**Try it:** Whenever "target" appears in a line, please copy that line from the data.

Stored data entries
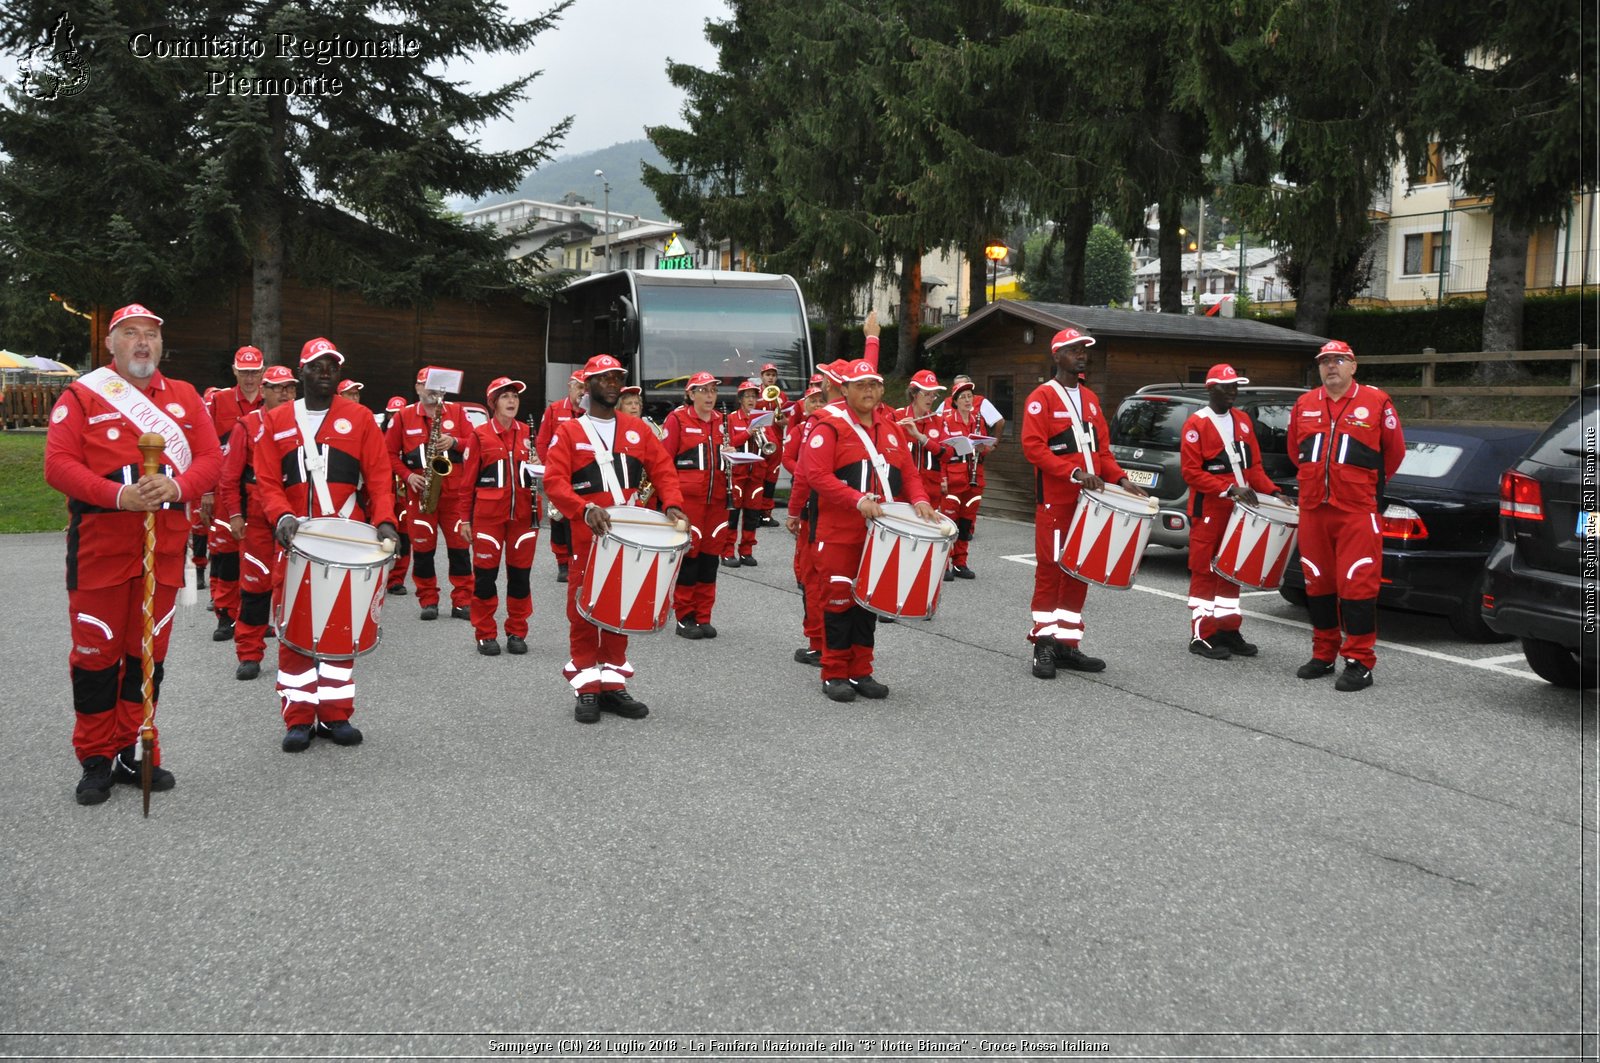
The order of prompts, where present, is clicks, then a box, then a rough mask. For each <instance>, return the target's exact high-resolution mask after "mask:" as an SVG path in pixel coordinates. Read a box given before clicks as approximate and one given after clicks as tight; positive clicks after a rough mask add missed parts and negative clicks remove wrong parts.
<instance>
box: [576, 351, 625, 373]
mask: <svg viewBox="0 0 1600 1063" xmlns="http://www.w3.org/2000/svg"><path fill="white" fill-rule="evenodd" d="M579 371H581V373H582V375H584V376H582V379H589V378H590V376H600V375H602V373H626V371H627V370H624V368H622V363H621V362H618V360H616V359H613V357H611V355H610V354H597V355H595V357H592V359H589V360H587V362H584V368H582V370H579Z"/></svg>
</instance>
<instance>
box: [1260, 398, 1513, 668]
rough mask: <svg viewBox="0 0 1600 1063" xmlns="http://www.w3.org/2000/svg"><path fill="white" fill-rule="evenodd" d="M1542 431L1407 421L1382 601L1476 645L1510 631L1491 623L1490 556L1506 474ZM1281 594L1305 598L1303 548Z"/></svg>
mask: <svg viewBox="0 0 1600 1063" xmlns="http://www.w3.org/2000/svg"><path fill="white" fill-rule="evenodd" d="M1536 435H1538V432H1536V431H1533V429H1515V427H1486V426H1475V424H1450V426H1440V424H1426V426H1413V424H1408V426H1405V450H1406V455H1405V461H1402V463H1400V469H1398V471H1397V472H1395V475H1394V477H1392V479H1390V480H1389V482H1387V483H1386V487H1384V509H1382V512H1381V517H1379V520H1381V523H1382V533H1384V573H1382V584H1381V586H1379V589H1378V604H1379V605H1386V607H1390V608H1403V610H1410V612H1414V613H1432V615H1438V616H1445V618H1448V620H1450V626H1451V629H1453V631H1454V632H1456V634H1458V636H1461V637H1462V639H1472V640H1475V642H1502V640H1504V639H1506V637H1504V636H1501V634H1498V632H1496V631H1493V629H1491V628H1488V626H1486V624H1485V623H1483V618H1482V615H1480V608H1478V607H1480V602H1482V597H1483V562H1485V559H1486V557H1488V554H1490V549H1491V548H1493V546H1494V543H1496V541H1498V540H1499V475H1501V471H1504V469H1506V466H1507V464H1510V463H1512V461H1515V459H1517V455H1520V453H1522V451H1523V450H1526V448H1528V443H1530V442H1533V439H1534V437H1536ZM1280 594H1282V596H1283V597H1285V599H1288V600H1291V602H1294V604H1299V605H1304V604H1306V575H1304V572H1302V570H1301V565H1299V551H1296V552H1294V557H1291V559H1290V564H1288V568H1286V570H1285V573H1283V586H1282V589H1280Z"/></svg>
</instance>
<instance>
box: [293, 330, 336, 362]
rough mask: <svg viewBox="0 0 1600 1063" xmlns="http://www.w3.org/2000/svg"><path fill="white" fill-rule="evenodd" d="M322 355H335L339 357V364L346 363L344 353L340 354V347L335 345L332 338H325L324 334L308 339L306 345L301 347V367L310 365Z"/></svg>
mask: <svg viewBox="0 0 1600 1063" xmlns="http://www.w3.org/2000/svg"><path fill="white" fill-rule="evenodd" d="M320 357H334V359H339V365H344V355H342V354H339V349H338V347H334V346H333V341H331V339H325V338H322V336H317V338H315V339H307V341H306V346H304V347H301V367H306V365H310V363H312V362H315V360H317V359H320Z"/></svg>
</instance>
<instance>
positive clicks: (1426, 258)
mask: <svg viewBox="0 0 1600 1063" xmlns="http://www.w3.org/2000/svg"><path fill="white" fill-rule="evenodd" d="M1443 264H1445V234H1443V232H1413V234H1411V235H1408V237H1406V239H1405V261H1403V263H1402V267H1400V272H1402V274H1406V275H1411V277H1414V275H1418V274H1437V272H1438V271H1440V269H1442V267H1443Z"/></svg>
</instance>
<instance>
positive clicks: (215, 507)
mask: <svg viewBox="0 0 1600 1063" xmlns="http://www.w3.org/2000/svg"><path fill="white" fill-rule="evenodd" d="M266 365H267V363H266V359H264V357H262V354H261V349H259V347H240V349H238V351H235V352H234V379H235V381H238V383H237V384H234V386H232V387H222V389H219V391H216V392H214V394H213V395H211V400H210V403H208V405H210V407H211V421H213V424H216V437H218V440H221V443H222V453H224V455H227V447H229V440H230V439H234V426H235V424H238V419H240V418H242V416H245V415H246V413H250V411H251V410H259V408H261V373H262V371H264V370H266ZM200 519H202V520H205V525H206V552H208V554H210V556H211V605H213V607H216V631H213V632H211V640H213V642H229V640H232V637H234V621H235V620H237V618H238V540H235V538H234V533H232V532H230V530H229V527H227V515H226V514H224V515H218V512H216V496H214V495H211V493H208V495H206V496H205V498H202V499H200Z"/></svg>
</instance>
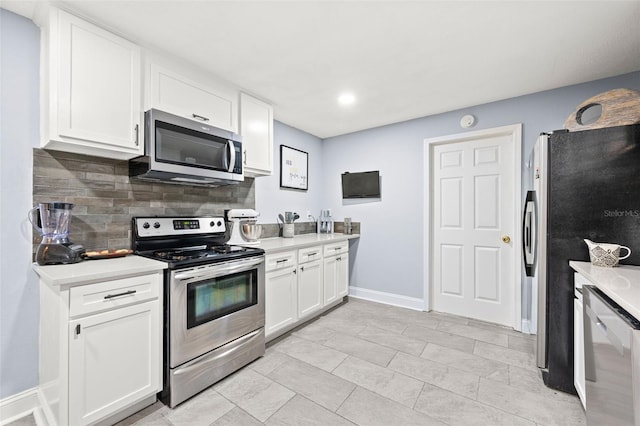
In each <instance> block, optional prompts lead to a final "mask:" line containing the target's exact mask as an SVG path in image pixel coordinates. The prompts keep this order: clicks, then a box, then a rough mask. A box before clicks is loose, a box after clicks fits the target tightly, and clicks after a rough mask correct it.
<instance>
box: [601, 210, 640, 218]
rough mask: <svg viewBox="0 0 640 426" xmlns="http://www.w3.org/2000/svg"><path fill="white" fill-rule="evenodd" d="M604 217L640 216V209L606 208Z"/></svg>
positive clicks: (604, 213)
mask: <svg viewBox="0 0 640 426" xmlns="http://www.w3.org/2000/svg"><path fill="white" fill-rule="evenodd" d="M604 217H640V210H618V209H616V210H605V211H604Z"/></svg>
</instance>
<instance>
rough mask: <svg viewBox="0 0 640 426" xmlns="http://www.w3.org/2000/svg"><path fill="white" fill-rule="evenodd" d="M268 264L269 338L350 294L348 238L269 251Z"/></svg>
mask: <svg viewBox="0 0 640 426" xmlns="http://www.w3.org/2000/svg"><path fill="white" fill-rule="evenodd" d="M327 254H329V255H328V256H327ZM265 264H266V266H265V269H266V289H265V293H266V296H265V302H266V307H265V309H266V318H265V323H266V324H265V337H266V339H267V341H269V340H272V339H274V338H276V337H278V336H279V335H281V334H283V333H286V332H287V331H289V330H291V329H292V328H294V327H296V326H297V325H299V324H301V323H303V322H304V321H307V320H309V319H312V318H313V317H314V316H317V315H319V314H321V313H322V312H323V311H326V310H327V309H330V308H331V307H333V306H336V305H337V304H339V303H340V302H342V299H343V297H344V296H346V295H347V294H348V291H349V243H348V242H347V241H343V242H340V243H329V244H324V245H318V246H311V247H305V248H301V249H299V250H297V251H293V250H291V251H285V252H279V253H274V254H268V255H267V256H266V259H265Z"/></svg>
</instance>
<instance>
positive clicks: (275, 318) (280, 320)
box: [265, 266, 298, 339]
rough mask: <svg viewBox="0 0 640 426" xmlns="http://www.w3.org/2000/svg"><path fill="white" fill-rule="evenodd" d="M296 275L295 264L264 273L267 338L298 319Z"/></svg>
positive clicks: (265, 314)
mask: <svg viewBox="0 0 640 426" xmlns="http://www.w3.org/2000/svg"><path fill="white" fill-rule="evenodd" d="M297 287H298V277H297V275H296V268H295V266H289V267H284V268H281V269H277V270H275V271H270V272H267V273H266V287H265V336H266V338H267V339H269V337H271V336H274V335H275V334H276V333H277V332H278V331H280V330H282V329H285V328H287V327H288V326H289V325H291V324H294V323H295V322H296V321H297V320H298V310H297V306H298V300H297V298H298V297H297V295H298V288H297Z"/></svg>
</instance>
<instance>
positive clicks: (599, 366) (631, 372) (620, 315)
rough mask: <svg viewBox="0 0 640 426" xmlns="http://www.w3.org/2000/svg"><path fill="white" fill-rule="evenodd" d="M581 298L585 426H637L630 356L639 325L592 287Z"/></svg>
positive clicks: (633, 379) (635, 355) (603, 295)
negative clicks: (583, 326) (632, 425)
mask: <svg viewBox="0 0 640 426" xmlns="http://www.w3.org/2000/svg"><path fill="white" fill-rule="evenodd" d="M583 298H584V339H585V341H584V352H585V354H584V355H585V380H586V399H587V401H586V407H587V409H586V411H587V424H588V425H637V424H640V418H639V417H638V416H637V415H635V414H634V409H637V403H636V404H634V401H635V400H637V395H634V389H633V388H634V381H637V380H639V379H640V375H639V374H638V373H639V372H638V371H637V369H638V367H640V366H638V365H637V364H636V365H634V361H633V358H634V355H635V358H638V354H637V353H633V354H632V347H633V346H638V342H635V345H634V340H638V338H639V337H640V335H639V334H638V333H639V331H638V330H639V329H640V323H639V322H638V320H636V319H635V318H634V317H632V316H631V315H630V314H629V313H627V312H626V311H625V310H624V309H622V308H621V307H620V306H619V305H617V304H616V303H615V302H614V301H612V300H611V299H610V298H609V297H607V296H606V295H605V294H604V293H602V292H601V291H600V290H598V289H597V288H596V287H594V286H584V287H583Z"/></svg>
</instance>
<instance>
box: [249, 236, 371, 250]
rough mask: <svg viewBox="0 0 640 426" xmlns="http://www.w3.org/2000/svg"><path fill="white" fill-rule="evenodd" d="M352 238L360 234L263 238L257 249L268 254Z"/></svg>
mask: <svg viewBox="0 0 640 426" xmlns="http://www.w3.org/2000/svg"><path fill="white" fill-rule="evenodd" d="M354 238H360V234H349V235H347V234H337V233H336V234H316V233H313V234H301V235H296V236H295V237H293V238H283V237H275V238H264V239H261V240H260V245H259V246H258V247H260V248H262V249H264V251H265V252H266V253H267V254H269V253H275V252H278V251H284V250H288V249H298V248H302V247H310V246H313V245H317V244H326V243H333V242H340V241H346V240H351V239H354Z"/></svg>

**Response for this exercise:**
The order of prompts, where present, is clicks, then a box, then a rough mask. For each <instance>, return the target's exact high-resolution mask after "mask:" as an SVG path in pixel coordinates. Read a box given before clicks as approximate and one given after clicks as tight; positive clicks after a rough mask add missed parts and negative clicks remove wrong parts.
In each <instance> block, optional prompts lead to a final "mask:" line containing the target's exact mask as an SVG path in image pixel coordinates. The prompts keep this order: clicks, then a box, then a rough mask. A box before clicks is loose, a box after clicks fits the target tightly, and clicks after a rough mask correct it.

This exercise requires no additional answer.